> **To be done**
Starting at the line containing "Locate every multi-story" and ending with the line containing "[287,758,421,902]", both included, output those rows as a numbered list and omit blank lines.

>> Begin

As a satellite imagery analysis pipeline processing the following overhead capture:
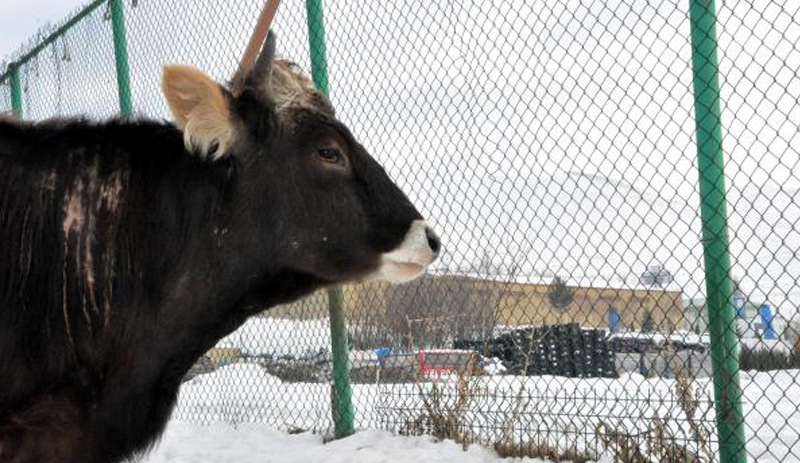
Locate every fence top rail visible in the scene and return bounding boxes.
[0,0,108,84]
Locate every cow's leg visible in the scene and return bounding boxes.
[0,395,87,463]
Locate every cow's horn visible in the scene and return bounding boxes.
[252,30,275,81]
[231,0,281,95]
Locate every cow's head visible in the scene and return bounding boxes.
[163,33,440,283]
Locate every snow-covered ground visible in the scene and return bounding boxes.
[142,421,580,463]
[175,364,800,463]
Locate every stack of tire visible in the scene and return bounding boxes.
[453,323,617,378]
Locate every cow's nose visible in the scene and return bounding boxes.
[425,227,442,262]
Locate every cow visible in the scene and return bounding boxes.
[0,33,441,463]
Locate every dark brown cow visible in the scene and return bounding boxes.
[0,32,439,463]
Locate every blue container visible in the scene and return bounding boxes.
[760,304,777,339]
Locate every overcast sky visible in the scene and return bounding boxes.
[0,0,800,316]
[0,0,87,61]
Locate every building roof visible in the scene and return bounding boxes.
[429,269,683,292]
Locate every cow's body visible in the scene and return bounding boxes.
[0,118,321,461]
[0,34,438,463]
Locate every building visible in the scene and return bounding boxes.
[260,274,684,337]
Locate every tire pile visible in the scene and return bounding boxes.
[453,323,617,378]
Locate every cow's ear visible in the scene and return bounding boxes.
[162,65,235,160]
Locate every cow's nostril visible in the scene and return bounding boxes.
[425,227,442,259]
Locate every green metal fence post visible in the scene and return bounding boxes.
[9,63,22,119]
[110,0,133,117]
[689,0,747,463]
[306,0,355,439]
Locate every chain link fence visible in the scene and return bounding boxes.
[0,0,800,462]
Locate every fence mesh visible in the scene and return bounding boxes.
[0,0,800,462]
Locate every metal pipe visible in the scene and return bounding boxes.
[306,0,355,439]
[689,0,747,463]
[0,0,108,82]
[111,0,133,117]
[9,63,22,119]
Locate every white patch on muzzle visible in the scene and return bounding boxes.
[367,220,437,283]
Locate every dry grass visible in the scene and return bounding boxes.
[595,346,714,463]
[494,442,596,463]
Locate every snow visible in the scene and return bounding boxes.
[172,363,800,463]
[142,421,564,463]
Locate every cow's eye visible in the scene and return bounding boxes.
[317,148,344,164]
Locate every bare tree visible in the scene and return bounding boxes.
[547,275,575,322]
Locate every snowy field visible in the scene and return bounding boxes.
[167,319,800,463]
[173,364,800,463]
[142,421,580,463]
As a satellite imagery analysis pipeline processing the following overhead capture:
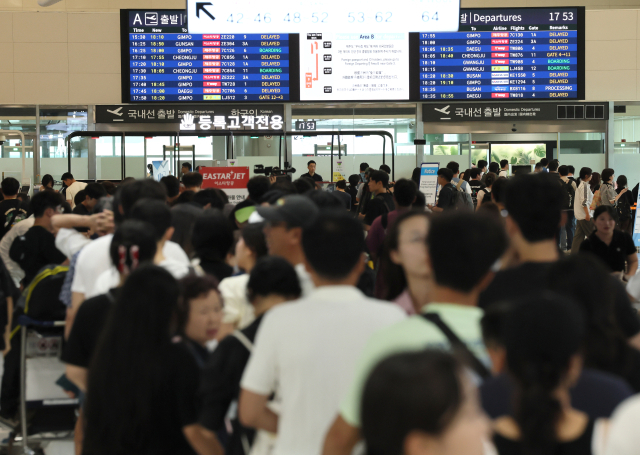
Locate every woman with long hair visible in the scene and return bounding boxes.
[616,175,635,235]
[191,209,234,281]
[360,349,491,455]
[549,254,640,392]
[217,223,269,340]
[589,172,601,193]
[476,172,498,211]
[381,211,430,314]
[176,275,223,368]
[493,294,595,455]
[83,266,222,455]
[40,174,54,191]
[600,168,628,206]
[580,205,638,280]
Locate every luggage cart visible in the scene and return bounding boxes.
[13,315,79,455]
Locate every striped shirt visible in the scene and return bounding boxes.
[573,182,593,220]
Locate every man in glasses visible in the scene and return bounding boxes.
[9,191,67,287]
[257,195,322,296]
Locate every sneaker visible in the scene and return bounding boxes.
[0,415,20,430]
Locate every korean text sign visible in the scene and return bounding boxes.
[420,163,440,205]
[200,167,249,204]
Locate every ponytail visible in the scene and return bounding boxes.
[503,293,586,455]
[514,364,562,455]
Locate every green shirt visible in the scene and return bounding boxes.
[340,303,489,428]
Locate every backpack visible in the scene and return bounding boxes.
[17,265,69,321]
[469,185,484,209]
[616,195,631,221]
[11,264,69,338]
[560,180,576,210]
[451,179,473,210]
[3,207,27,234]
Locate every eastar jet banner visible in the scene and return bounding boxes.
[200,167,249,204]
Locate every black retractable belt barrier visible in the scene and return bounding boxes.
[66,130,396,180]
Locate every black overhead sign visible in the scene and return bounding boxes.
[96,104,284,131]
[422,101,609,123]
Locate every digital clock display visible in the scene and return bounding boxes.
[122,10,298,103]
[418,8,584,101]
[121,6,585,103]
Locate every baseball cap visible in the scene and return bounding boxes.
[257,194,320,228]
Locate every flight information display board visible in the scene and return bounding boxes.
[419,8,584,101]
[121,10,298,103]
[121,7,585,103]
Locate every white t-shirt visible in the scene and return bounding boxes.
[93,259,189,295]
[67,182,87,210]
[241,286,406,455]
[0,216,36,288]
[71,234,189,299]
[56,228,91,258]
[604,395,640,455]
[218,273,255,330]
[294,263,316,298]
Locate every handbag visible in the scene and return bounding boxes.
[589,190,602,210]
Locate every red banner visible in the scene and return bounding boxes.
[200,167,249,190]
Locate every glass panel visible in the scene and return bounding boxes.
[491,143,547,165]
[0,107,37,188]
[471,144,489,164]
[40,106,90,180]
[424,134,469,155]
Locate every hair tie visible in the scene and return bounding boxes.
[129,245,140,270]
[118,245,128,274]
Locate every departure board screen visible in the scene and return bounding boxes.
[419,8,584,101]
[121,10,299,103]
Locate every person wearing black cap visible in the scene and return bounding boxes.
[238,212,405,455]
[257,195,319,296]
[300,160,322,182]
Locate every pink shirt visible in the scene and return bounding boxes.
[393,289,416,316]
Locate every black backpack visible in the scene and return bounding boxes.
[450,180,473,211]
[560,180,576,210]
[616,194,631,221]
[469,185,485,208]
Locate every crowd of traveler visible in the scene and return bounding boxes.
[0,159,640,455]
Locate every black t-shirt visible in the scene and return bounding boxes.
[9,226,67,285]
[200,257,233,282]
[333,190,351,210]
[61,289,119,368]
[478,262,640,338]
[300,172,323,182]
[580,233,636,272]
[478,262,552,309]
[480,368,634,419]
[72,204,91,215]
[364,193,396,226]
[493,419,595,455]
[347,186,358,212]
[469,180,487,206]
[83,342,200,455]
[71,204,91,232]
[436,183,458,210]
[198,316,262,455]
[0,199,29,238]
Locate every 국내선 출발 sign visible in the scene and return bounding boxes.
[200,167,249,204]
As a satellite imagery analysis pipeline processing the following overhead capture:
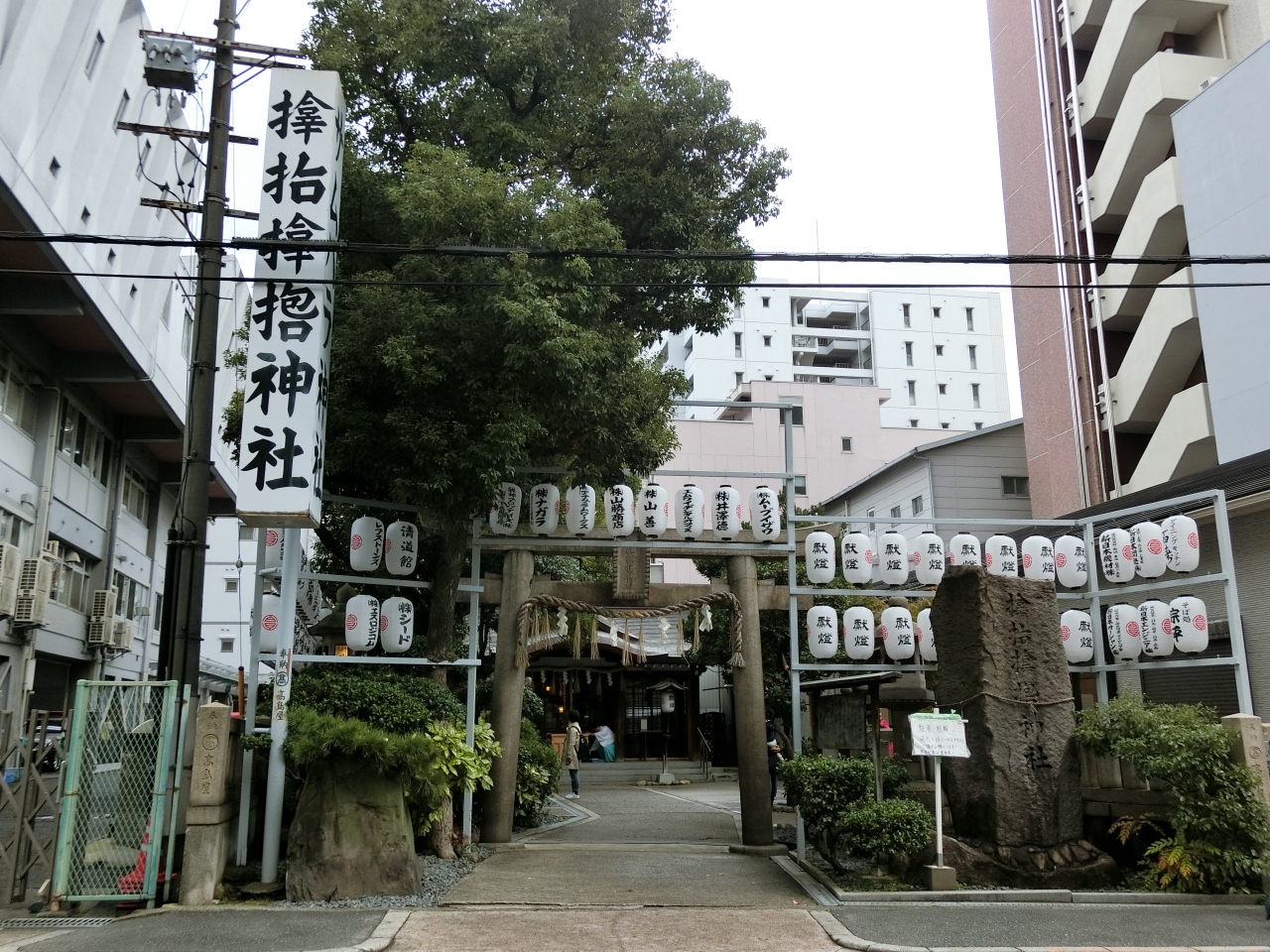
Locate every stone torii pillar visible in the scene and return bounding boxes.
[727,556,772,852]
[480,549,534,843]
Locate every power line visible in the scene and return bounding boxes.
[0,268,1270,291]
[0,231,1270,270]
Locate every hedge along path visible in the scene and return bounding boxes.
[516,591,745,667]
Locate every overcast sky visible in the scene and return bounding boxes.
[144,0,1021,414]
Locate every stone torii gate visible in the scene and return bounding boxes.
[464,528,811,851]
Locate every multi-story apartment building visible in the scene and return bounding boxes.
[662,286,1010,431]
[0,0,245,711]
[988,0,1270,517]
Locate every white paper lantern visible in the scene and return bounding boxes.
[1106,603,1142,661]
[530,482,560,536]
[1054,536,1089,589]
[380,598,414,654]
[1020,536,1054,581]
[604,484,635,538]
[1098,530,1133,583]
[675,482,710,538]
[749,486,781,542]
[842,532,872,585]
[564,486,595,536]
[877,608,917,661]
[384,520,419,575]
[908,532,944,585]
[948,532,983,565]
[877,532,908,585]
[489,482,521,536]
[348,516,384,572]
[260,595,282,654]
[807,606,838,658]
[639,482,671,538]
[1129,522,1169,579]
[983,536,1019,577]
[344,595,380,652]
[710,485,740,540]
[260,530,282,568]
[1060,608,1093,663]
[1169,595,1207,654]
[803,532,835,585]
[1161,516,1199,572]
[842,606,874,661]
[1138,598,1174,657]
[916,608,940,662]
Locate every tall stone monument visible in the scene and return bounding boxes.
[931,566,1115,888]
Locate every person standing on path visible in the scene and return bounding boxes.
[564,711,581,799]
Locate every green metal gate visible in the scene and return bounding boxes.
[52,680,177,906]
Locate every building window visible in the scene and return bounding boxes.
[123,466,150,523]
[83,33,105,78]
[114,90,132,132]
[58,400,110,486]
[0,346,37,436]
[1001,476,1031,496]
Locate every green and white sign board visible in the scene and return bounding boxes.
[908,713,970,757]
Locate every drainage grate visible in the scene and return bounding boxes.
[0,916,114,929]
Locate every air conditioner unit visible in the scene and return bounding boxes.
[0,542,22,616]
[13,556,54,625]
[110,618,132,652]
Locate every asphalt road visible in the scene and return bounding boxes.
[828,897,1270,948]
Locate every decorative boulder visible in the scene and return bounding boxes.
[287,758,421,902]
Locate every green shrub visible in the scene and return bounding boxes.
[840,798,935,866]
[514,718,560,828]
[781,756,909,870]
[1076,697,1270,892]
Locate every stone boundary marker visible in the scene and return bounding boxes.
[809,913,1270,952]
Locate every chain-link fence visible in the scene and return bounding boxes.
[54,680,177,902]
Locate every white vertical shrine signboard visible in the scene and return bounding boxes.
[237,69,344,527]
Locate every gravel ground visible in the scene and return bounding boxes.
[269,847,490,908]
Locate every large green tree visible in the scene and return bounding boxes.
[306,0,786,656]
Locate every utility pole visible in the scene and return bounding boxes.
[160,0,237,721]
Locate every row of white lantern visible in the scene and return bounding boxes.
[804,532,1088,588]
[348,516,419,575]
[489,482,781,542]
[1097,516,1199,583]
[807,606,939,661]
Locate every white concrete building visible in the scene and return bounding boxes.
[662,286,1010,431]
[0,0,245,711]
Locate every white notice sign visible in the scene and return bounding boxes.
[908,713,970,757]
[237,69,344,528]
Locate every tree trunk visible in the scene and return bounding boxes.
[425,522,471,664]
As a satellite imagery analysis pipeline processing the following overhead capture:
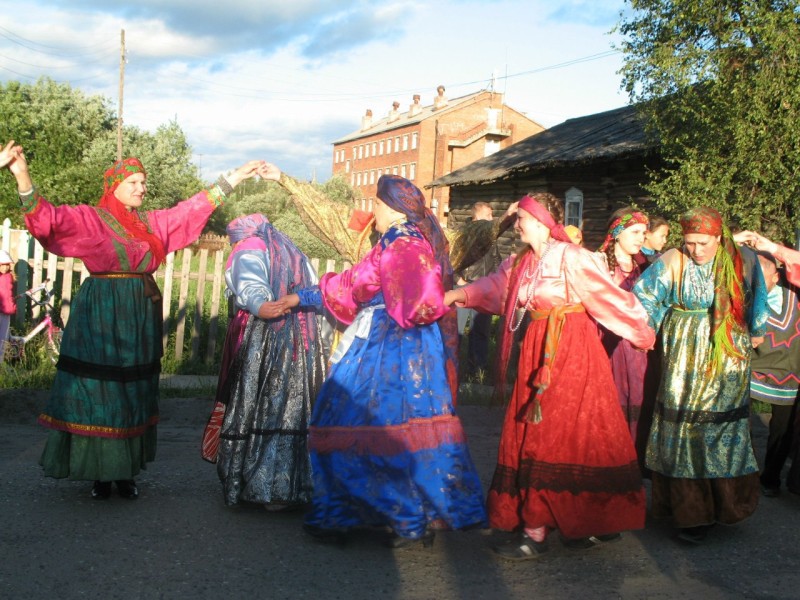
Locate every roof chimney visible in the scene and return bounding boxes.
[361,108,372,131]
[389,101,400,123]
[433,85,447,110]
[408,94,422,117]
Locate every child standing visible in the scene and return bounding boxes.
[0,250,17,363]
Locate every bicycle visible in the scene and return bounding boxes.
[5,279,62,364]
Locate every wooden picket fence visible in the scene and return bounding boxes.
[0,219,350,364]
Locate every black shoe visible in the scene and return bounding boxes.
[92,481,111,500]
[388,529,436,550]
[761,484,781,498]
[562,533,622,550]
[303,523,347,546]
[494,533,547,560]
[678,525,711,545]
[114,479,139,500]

>> End

> **Expected answer**
1. Locate every multi-story apartment building visible in the scene and return bounding boxes.
2. [662,286,1010,431]
3. [0,0,245,711]
4. [988,0,1270,517]
5. Locate every white paper lantern visible in the scene and return bounding boxes.
6. [1106,603,1142,661]
7. [530,482,560,536]
8. [1054,536,1089,589]
9. [380,598,414,654]
10. [1020,536,1054,581]
11. [604,484,635,538]
12. [1098,530,1133,583]
13. [675,482,710,538]
14. [749,486,781,542]
15. [842,532,872,585]
16. [564,486,595,536]
17. [877,608,917,661]
18. [384,520,419,575]
19. [908,532,944,585]
20. [948,532,983,565]
21. [877,532,908,585]
22. [489,482,521,536]
23. [348,516,384,572]
24. [260,595,282,654]
25. [807,606,838,658]
26. [639,482,671,538]
27. [1129,522,1169,579]
28. [983,536,1019,577]
29. [344,595,380,652]
30. [710,485,740,540]
31. [260,530,282,568]
32. [1060,608,1093,663]
33. [1169,595,1207,654]
34. [803,532,835,585]
35. [1161,516,1199,572]
36. [842,606,874,661]
37. [1138,598,1174,657]
38. [916,608,940,662]
39. Locate every tall stone monument visible in the scene and return bounding boxes.
40. [931,566,1115,888]
41. Locate every person standing on path visible in the scene and return bounding boxes.
42. [564,711,581,799]
43. Locate every green metal gate visible in the scene and return bounding boxes.
44. [52,680,177,906]
45. Locate every building window visible in the scene and return bounding boxes.
46. [123,466,150,523]
47. [83,33,105,78]
48. [114,90,132,132]
49. [58,400,110,486]
50. [0,346,37,436]
51. [1001,476,1031,496]
52. Locate every green and white sign board visible in the scene and return bounding boxes.
53. [908,713,970,757]
54. Locate every drainage grate visible in the scene and return bounding boxes.
55. [0,916,114,929]
56. Locate every air conditioner unit visible in the scene and return bounding boxes.
57. [0,542,22,616]
58. [13,556,54,625]
59. [110,618,132,652]
60. Locate every asphalt road visible in the scene and return bounding boxes.
61. [828,897,1270,948]
62. Locate every decorative boulder visible in the scene and return bounding boxes.
63. [287,758,421,902]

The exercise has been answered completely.